## Tasks to carry out:
**a.** Please reproduce the stretch of the forum thread from "They have to" through "quantized, at least.".
**b.** Name every username attached to a post in the forum thread.
**c.** In the forum thread, what size does Tight_Range_5690 give for the smallest falcon 180b quantization?

## Document passage:
#####

Probably heavily quantized and uses a smaller gpt-3 model.

Ilforte@alien.top · 2 years ago

I think this is ass-covering. Microsoft Research don’t know the scale of ChatGPT? What are the odds?

They have to deny the leak by providing a non-credible attribution instead of saying “lmao we just talked to OpenAI engineers over a dinner”, sure. But this doesn’t mean that they, or Forbes, or multiple people who tested Turbo speed, compared costs and concluded it’s in the 20B range, or others are wrong. I’d rather believe that Forbes got an insider leak about a model as it was getting readied.

We know that Turbo is quantized, at least.

And it really started even with GPT-3. We built this model. And I actually did the initial productionization of it. And so you have this research model that takes all these GPUs. We compressed it down to basically end up running on one machine. So that was effectively a 10 to 20x reduction in footprint. And then over time, we’ve just been improving inference technology on a lot of angles. And so we do a lot of quantization, we do a lot of, honestly, there’s a lot of just like systems work because you have all these requests coming in, you need to batch them together efficiently.

ttkciar@alien.top · 2 years ago

Perhaps someone heard “10x reduction in footprint” and didn’t realize that meant a reduction in bytes, not a reduction in parameters, and concluded it had a tenth as many parameters?

ambient_temp_xeno@alien.top · 2 years ago

So they, as big-shot microsoft scientists, just decided that was good enough to stick it in a table in their paper?

2muchnet42day@alien.top · 2 years ago

“Yes, we made a mistake, we totally don’t have direct knowledge about this”

Tight_Range_5690@alien.top · 2 years ago

looking at huggingface models, a raw 20b is ~42gb, not a lot of space to fit big model quants. Q4KM of 70b llama fits in that (q2 is 30gb). and the smallest falcon 180b quantization is 74gb

that would make more sense while still being really impressive. not sure if someone wants to math it out, but what’s the biggest B model that would fit in that on the lowest quants (q2-q3)?

disclaimer: bees are not everything, maybe they have great dataset/money/lies

Auto_Luke@alien.top · 2 years ago

Try to experience the last best models under 20 billion parameters (Mistral, Qwen). Then be aware that the training set of those models is much smaller and less optimized than that of 3.5-turbo (I assume that the current version of 3.5-turbo is using above 10 trillion tokens of partially synthetic data). Also, I do not feel like 3.5-turbo is so good, to be honest. It’s realistic for it to be in this size range. I think that, with a maximally optimized latent space, it is possible to achieve similar results with around 10 billion parameters.

#####

Dataset entries
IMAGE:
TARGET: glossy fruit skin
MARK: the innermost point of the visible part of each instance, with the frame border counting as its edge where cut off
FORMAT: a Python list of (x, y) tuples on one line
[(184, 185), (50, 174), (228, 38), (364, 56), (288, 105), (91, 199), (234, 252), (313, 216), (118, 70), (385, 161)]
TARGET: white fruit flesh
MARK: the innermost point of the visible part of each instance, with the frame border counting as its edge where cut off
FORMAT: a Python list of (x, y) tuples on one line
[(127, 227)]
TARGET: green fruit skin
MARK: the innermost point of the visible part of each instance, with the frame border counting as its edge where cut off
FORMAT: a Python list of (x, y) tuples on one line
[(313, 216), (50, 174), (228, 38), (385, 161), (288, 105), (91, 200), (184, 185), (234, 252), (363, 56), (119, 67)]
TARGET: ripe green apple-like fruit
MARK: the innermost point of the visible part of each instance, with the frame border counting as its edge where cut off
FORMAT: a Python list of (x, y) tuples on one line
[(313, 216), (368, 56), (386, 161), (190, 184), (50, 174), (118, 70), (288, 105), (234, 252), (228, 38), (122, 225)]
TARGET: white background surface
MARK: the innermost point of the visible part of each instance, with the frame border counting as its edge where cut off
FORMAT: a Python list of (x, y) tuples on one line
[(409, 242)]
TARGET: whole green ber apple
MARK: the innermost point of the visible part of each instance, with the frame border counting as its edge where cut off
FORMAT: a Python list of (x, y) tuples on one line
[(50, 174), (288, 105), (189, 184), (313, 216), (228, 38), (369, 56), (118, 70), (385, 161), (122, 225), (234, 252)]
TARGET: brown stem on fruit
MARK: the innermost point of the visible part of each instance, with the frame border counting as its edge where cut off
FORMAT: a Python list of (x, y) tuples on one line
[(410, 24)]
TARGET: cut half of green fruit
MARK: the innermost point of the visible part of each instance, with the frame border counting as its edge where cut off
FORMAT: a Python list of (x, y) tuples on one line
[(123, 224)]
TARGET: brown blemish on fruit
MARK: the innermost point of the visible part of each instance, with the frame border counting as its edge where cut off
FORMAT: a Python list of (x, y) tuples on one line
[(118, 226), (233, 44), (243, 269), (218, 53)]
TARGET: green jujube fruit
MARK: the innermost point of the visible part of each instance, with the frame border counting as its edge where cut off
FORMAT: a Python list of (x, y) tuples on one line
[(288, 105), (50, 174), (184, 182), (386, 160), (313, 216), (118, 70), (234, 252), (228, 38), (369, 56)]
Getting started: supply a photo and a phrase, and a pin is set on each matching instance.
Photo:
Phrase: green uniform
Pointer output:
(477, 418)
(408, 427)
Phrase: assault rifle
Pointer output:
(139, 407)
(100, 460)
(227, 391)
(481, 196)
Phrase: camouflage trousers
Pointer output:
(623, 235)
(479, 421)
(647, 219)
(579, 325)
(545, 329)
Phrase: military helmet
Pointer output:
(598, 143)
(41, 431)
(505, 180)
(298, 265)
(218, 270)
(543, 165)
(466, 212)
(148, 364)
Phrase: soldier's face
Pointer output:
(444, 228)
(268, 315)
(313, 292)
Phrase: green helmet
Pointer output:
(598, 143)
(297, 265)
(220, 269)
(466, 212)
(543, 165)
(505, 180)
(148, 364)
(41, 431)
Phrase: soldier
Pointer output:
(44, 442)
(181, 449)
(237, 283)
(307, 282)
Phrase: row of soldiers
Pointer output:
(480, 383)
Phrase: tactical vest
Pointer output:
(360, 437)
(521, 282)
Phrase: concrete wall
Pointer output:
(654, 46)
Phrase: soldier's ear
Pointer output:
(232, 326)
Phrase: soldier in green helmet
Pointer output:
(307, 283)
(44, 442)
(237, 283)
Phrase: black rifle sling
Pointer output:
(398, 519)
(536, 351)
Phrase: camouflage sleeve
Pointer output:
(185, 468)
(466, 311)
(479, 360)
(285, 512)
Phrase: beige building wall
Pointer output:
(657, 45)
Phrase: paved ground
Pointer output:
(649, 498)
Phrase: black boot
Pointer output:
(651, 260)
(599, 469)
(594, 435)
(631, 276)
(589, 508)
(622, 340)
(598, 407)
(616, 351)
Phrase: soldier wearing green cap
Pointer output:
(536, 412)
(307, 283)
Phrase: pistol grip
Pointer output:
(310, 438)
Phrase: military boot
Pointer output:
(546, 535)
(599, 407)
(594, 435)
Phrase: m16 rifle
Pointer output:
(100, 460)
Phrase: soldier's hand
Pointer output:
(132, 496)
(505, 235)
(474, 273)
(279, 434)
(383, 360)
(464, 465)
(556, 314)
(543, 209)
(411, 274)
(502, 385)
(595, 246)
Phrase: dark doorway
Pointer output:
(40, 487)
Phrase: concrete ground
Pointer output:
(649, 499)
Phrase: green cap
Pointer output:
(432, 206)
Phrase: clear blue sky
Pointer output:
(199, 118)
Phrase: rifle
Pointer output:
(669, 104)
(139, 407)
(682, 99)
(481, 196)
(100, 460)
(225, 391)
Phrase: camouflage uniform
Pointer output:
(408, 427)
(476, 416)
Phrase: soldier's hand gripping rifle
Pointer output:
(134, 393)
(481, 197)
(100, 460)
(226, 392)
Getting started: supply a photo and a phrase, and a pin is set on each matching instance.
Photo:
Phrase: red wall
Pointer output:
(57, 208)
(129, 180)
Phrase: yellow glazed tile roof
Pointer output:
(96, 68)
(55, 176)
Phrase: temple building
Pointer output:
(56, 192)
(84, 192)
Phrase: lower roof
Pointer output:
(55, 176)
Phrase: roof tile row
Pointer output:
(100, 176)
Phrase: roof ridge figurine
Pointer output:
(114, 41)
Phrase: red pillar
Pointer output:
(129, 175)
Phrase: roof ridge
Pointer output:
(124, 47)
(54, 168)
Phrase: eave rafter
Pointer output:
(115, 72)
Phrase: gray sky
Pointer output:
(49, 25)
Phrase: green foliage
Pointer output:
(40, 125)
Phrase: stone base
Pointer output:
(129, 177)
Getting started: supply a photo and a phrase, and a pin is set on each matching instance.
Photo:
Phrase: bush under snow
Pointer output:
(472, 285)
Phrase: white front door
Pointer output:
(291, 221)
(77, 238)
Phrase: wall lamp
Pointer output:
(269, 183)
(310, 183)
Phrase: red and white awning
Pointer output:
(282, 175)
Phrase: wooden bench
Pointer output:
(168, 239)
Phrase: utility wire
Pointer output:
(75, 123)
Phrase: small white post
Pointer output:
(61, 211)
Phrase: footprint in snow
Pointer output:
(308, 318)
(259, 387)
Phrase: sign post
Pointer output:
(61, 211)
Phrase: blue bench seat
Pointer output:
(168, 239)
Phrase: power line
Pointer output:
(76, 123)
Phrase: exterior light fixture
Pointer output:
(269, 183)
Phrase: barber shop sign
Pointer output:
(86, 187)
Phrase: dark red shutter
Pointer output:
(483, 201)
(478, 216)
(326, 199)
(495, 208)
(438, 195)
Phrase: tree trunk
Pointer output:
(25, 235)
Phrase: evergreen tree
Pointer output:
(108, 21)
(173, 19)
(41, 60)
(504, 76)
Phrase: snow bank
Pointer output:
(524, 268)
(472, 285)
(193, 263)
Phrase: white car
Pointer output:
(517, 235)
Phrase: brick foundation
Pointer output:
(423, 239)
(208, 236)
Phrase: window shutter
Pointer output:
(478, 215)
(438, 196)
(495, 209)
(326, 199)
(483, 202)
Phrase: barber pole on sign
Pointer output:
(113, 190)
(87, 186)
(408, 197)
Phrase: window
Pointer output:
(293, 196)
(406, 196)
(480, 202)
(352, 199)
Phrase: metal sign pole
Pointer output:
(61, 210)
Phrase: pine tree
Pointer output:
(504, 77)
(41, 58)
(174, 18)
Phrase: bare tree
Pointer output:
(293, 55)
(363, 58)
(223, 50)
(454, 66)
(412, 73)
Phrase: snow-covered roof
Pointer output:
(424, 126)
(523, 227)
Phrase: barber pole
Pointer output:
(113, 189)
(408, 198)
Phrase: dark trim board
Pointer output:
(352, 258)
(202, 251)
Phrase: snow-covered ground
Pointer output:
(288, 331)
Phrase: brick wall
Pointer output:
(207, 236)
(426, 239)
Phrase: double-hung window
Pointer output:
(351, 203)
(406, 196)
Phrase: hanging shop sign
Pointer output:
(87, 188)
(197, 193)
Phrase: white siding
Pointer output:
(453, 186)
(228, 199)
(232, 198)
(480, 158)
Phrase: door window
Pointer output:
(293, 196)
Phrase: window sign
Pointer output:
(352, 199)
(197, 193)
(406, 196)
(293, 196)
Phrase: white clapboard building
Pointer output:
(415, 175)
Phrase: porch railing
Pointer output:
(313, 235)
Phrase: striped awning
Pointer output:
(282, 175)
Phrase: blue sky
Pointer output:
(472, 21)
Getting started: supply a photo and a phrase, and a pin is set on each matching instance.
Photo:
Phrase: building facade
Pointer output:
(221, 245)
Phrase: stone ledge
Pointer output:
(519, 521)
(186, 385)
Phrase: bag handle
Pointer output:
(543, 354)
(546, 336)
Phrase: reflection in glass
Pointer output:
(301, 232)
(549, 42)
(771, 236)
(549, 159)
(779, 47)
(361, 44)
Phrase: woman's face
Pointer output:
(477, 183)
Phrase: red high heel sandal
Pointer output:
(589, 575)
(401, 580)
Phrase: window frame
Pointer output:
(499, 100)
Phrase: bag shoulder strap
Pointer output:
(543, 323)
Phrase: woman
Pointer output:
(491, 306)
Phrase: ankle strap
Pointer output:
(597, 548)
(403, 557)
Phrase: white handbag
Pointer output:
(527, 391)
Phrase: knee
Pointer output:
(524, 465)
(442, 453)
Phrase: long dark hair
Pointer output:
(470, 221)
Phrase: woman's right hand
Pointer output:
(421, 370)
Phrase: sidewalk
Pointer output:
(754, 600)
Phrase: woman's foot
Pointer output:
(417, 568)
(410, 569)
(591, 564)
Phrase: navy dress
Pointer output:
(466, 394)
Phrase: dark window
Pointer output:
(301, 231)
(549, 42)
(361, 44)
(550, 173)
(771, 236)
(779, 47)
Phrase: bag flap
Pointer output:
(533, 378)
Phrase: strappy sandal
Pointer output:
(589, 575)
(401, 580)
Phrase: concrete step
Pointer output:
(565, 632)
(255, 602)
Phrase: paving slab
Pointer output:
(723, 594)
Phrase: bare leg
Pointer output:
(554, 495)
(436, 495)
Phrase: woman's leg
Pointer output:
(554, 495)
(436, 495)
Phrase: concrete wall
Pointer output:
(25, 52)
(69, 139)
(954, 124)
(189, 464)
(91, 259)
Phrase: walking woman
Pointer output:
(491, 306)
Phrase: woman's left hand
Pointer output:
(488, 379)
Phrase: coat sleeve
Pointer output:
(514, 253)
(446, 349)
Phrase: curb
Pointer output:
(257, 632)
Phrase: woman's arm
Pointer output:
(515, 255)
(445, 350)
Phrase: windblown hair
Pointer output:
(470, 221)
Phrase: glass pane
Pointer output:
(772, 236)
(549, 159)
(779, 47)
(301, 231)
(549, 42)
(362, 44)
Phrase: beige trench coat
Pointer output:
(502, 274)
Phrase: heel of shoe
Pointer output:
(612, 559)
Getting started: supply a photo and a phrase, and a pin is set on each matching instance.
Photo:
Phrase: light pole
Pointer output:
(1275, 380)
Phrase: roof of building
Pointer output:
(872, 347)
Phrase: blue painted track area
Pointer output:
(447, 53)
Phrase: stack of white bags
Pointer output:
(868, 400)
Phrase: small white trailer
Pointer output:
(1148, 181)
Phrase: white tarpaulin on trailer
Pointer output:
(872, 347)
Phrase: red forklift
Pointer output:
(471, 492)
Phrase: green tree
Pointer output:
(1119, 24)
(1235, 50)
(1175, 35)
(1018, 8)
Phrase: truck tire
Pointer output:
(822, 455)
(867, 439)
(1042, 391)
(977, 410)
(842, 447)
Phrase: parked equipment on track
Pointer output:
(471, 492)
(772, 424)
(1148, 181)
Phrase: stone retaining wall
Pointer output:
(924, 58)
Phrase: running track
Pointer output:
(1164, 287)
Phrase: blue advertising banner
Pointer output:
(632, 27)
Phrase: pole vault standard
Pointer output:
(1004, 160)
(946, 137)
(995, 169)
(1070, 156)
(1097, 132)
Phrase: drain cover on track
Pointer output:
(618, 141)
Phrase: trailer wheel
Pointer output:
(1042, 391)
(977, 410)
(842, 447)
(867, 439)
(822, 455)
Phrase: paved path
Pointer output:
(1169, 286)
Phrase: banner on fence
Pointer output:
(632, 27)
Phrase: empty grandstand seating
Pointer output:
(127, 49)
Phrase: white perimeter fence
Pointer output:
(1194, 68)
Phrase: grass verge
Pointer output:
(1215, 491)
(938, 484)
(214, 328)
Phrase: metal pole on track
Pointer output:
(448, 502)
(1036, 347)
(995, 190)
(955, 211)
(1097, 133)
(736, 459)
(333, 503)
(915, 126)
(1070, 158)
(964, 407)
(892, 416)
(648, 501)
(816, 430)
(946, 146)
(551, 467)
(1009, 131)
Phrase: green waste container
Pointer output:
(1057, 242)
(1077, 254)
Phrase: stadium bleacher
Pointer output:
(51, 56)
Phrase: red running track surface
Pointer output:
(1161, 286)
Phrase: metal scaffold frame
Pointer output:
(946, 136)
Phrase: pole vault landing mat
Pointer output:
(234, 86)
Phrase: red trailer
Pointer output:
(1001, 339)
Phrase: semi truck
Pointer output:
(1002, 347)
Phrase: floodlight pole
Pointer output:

#####

## Exercise solutions:
**a.**
They have to deny the leak by providing a non-credible attribution instead of saying “lmao we just talked to OpenAI engineers over a dinner”, sure. But this doesn’t mean that they, or Forbes, or multiple people who tested Turbo speed, compared costs and concluded it’s in the 20B range, or others are wrong. I’d rather believe that Forbes got an insider leak about a model as it was getting readied.

We know that Turbo is quantized, at least.

**b.**
Ilforte@alien.top
ttkciar@alien.top
ambient_temp_xeno@alien.top
2muchnet42day@alien.top
Tight_Range_5690@alien.top
Auto_Luke@alien.top

**c.** 74gb